Stored dataset items:
┄┄┄┄┄┄

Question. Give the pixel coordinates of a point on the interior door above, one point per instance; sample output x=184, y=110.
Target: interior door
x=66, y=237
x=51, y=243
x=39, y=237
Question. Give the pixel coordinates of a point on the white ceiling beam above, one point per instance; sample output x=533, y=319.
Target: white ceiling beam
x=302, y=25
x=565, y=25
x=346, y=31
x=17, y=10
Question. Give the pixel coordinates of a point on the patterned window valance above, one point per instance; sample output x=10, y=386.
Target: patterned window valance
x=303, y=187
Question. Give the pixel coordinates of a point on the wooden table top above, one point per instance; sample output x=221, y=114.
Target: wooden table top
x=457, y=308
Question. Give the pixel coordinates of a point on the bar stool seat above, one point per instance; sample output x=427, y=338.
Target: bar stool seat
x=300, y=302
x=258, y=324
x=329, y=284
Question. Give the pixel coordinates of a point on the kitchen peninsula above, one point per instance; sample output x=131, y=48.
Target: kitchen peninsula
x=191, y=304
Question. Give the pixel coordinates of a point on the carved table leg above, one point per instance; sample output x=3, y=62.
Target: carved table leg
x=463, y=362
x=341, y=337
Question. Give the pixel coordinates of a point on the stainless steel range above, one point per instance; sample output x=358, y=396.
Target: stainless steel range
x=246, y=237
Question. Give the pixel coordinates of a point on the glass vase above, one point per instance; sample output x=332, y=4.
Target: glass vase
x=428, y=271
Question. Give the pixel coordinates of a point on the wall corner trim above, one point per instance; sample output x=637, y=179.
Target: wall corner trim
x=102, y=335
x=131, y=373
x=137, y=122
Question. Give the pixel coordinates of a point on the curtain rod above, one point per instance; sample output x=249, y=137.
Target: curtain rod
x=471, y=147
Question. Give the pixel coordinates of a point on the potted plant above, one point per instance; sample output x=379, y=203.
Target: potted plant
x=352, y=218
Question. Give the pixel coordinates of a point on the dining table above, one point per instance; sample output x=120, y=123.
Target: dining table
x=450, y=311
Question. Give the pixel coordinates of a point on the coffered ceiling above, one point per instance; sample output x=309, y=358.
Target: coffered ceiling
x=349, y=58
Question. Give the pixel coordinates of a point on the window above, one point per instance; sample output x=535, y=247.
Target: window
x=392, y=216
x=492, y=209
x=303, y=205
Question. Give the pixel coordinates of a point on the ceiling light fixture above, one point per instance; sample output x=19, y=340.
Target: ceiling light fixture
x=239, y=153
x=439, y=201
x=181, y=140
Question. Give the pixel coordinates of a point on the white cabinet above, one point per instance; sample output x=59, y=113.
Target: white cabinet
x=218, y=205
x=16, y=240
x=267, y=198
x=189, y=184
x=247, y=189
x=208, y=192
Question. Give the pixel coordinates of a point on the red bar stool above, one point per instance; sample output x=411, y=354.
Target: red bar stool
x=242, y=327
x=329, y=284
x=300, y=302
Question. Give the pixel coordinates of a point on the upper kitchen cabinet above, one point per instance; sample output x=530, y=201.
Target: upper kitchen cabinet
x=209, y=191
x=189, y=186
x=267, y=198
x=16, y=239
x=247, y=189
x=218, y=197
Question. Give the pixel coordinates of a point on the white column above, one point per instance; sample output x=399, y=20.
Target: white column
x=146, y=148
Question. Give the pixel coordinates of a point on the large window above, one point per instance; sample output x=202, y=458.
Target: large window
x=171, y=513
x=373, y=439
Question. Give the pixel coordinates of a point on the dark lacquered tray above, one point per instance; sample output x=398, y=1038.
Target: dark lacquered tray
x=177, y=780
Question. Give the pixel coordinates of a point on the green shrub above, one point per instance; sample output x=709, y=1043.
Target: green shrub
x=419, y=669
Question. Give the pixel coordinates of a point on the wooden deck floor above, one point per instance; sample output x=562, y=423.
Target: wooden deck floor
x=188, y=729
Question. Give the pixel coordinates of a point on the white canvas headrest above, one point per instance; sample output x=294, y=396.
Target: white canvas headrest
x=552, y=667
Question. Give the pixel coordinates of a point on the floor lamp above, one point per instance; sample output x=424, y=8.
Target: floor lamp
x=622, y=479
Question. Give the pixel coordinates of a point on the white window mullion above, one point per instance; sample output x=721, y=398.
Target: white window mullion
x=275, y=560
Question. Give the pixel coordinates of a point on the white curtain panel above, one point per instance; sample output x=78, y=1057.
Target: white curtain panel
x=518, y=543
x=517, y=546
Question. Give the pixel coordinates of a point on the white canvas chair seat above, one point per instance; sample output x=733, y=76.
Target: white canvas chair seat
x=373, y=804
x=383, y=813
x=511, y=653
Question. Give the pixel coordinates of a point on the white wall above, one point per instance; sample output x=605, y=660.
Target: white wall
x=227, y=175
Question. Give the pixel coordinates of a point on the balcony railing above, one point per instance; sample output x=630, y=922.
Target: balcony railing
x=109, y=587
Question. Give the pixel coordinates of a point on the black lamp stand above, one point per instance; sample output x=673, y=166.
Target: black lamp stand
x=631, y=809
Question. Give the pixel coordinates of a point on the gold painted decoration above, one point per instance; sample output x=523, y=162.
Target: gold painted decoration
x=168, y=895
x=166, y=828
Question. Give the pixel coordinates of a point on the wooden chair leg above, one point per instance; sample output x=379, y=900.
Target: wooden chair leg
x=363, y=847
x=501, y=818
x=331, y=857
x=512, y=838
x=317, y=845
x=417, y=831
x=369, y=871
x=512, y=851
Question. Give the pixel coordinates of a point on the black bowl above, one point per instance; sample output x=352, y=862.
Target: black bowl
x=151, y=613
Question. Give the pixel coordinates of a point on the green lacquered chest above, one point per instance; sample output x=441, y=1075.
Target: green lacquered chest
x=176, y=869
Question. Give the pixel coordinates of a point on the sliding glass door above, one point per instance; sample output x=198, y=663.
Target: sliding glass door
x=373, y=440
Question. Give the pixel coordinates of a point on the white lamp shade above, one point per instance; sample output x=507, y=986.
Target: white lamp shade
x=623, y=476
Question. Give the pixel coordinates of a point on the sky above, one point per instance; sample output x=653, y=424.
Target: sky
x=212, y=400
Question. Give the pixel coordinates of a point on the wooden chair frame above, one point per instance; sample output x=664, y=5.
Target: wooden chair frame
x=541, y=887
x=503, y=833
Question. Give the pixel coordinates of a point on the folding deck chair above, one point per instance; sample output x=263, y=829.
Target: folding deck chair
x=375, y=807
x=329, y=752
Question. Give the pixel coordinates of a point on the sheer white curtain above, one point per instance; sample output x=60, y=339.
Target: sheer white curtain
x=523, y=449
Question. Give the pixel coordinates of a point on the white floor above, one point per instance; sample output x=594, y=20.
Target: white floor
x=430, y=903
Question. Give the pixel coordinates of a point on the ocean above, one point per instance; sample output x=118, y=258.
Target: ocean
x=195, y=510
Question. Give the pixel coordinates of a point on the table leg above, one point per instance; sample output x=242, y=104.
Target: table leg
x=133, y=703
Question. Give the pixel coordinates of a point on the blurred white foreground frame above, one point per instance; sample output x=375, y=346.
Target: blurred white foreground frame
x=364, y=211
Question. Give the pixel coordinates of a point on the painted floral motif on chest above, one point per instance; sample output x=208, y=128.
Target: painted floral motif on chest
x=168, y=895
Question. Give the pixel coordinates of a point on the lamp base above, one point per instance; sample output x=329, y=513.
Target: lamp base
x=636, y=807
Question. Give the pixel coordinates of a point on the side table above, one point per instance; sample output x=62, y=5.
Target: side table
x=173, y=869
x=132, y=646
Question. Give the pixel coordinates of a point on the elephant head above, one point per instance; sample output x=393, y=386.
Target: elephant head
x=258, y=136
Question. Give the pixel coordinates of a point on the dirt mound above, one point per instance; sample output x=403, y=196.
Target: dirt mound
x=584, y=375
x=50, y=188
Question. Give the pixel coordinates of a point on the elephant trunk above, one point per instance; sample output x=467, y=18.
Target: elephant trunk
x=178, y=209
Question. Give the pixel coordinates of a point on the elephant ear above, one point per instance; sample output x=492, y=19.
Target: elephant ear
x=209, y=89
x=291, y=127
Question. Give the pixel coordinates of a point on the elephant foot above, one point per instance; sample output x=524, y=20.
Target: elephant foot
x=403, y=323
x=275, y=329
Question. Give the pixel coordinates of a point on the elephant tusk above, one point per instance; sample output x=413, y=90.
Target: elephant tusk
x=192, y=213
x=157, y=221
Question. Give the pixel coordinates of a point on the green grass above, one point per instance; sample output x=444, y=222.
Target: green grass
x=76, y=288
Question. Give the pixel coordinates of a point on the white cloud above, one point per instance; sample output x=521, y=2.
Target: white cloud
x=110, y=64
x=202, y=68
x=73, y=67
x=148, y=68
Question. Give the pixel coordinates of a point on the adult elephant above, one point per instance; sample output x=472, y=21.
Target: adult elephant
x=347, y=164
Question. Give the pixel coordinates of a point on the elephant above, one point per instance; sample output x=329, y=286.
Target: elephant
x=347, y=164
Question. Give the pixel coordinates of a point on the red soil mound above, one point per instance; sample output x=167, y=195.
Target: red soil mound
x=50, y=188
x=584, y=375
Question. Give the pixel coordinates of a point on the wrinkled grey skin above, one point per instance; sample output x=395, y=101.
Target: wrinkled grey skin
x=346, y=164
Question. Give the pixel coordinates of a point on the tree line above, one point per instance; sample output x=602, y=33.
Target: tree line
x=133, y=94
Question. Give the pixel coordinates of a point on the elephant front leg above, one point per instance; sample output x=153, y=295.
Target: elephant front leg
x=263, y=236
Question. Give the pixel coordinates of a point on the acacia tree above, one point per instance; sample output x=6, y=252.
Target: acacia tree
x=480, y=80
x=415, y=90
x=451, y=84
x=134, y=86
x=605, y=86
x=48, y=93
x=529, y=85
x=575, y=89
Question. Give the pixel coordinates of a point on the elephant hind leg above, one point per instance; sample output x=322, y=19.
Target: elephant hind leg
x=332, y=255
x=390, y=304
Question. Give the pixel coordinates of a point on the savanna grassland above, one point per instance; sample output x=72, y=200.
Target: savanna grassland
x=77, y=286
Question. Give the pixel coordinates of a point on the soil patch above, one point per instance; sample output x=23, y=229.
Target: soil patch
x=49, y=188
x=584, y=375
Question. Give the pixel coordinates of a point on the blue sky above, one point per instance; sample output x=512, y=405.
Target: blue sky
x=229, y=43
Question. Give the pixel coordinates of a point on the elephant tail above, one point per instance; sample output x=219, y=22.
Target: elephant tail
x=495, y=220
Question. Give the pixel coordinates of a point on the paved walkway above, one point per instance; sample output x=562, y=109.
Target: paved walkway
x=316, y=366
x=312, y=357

┄┄┄┄┄┄

WHAT IS BEING ASKED: Can you lay out the part of the material that opens with the line containing "output x=393, y=386." and closes with the line containing "x=291, y=127", both included, as a JSON list of strings with one string per line and blank lines left out?

RESULT FOR THIS EXERCISE:
[
  "Question. Give the pixel coordinates of a point on the elephant head above, one point per instance; sample output x=393, y=386.",
  "Target: elephant head",
  "x=258, y=136",
  "Question. Give the pixel coordinates of a point on the dirt mound above, one point per instance; sample output x=403, y=196.",
  "Target: dirt mound",
  "x=584, y=375",
  "x=50, y=188",
  "Question. Give the pixel coordinates of a point on the elephant trunk above, one point per instance; sample output x=467, y=18.",
  "Target: elephant trunk",
  "x=178, y=209",
  "Question. Give the pixel coordinates of a point on the elephant ear above, one point per instance; sample output x=492, y=19.",
  "Target: elephant ear",
  "x=209, y=89",
  "x=291, y=127"
]